> **Data records**

******

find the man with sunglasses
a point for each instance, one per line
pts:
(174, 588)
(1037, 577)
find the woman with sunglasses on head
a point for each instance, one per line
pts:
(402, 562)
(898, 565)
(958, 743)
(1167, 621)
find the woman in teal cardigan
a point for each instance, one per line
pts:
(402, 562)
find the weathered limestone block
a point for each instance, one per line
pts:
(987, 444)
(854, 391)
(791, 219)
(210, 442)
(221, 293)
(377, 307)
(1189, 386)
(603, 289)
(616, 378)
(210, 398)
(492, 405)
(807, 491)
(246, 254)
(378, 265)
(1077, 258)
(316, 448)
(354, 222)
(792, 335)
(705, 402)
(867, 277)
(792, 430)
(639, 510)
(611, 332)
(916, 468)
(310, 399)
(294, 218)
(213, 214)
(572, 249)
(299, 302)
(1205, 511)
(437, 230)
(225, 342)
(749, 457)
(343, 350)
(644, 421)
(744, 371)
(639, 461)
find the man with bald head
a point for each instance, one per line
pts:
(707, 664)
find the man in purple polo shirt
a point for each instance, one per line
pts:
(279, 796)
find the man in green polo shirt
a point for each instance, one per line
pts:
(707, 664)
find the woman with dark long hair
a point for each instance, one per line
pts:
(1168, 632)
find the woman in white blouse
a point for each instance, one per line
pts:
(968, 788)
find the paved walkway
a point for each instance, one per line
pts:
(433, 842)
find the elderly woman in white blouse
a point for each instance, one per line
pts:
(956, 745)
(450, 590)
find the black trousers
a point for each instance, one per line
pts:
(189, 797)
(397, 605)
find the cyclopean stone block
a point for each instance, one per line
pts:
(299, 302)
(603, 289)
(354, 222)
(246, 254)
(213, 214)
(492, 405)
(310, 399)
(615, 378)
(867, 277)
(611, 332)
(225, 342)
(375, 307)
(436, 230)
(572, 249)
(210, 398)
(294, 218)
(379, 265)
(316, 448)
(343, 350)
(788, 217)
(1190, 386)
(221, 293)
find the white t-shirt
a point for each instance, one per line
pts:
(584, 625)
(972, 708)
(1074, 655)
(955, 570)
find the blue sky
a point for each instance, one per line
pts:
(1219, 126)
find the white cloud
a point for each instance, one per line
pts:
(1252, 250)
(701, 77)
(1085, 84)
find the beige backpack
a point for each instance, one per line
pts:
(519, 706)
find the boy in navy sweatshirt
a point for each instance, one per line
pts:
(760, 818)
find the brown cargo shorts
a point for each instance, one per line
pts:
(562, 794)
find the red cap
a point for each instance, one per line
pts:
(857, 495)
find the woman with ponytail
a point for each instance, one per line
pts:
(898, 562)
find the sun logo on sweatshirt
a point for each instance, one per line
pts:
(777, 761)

******

> **Problem**
Copy every line of the data above word for word, without changing anything.

> **Completed task**
find the man with sunglasses
a point for each instance, one per line
pts:
(174, 588)
(1037, 577)
find the woman with sunglasses on head
a point for each instance, one per line
pts:
(402, 562)
(898, 565)
(958, 743)
(1167, 621)
find the woman in teal cardigan
a point for each instance, one per line
pts:
(402, 562)
find the weathered limestone block
a point for each instance, one per line
pts:
(987, 444)
(854, 391)
(791, 219)
(210, 442)
(221, 293)
(377, 307)
(1189, 386)
(603, 289)
(616, 378)
(210, 398)
(492, 405)
(807, 491)
(246, 254)
(378, 265)
(1077, 258)
(316, 448)
(354, 222)
(792, 335)
(705, 402)
(867, 277)
(792, 430)
(639, 510)
(611, 332)
(916, 468)
(310, 399)
(294, 218)
(213, 214)
(572, 249)
(299, 302)
(1205, 511)
(437, 230)
(225, 342)
(749, 457)
(343, 350)
(644, 421)
(744, 371)
(639, 461)
find the man with bald head
a point for each instance, one per line
pts:
(707, 664)
find the man in purple polo shirt
a point for each instance, one per line
pts:
(279, 796)
find the man in green polo shirt
a point for each instance, one per line
pts:
(707, 664)
find the woman with dark long hair
a point for each instance, one per line
pts:
(1168, 632)
find the woman in white blouse
a point for each instance, one per line
pts:
(968, 788)
find the paved walkway
a point for each instance, one per line
pts:
(433, 842)
find the elderly woman in white blouse
a point for each instance, one per line
pts:
(956, 745)
(450, 590)
find the black trousers
a point for each instance, one per line
pts:
(189, 797)
(397, 605)
find the cyclopean stone block
a point for each instance, one per line
pts:
(299, 302)
(603, 289)
(354, 222)
(246, 254)
(213, 214)
(492, 405)
(310, 399)
(615, 378)
(867, 277)
(611, 332)
(225, 342)
(375, 307)
(436, 230)
(572, 249)
(210, 398)
(294, 218)
(379, 265)
(316, 448)
(343, 350)
(788, 217)
(1190, 386)
(221, 293)
find the white t-shirt
a point for each instance, one per line
pts:
(584, 625)
(972, 708)
(1074, 655)
(955, 570)
find the blue sky
a point for each instance, one per line
pts:
(1219, 126)
find the white cloud
a point for each instance, one per line
pts:
(1252, 250)
(701, 77)
(1085, 84)
find the beige backpack
a point for each instance, one per line
pts:
(519, 706)
find the boy in navy sweatshirt
a point for each instance, one per line
pts:
(760, 818)
find the brown cargo shorts
a point for each instance, one per line
pts:
(562, 794)
find the red cap
a point for each instance, one per line
pts:
(857, 495)
find the woman with ponytail
a point for each instance, one per line
pts:
(898, 562)
find the sun logo on sweatshirt
a point for each instance, one per line
pts:
(777, 761)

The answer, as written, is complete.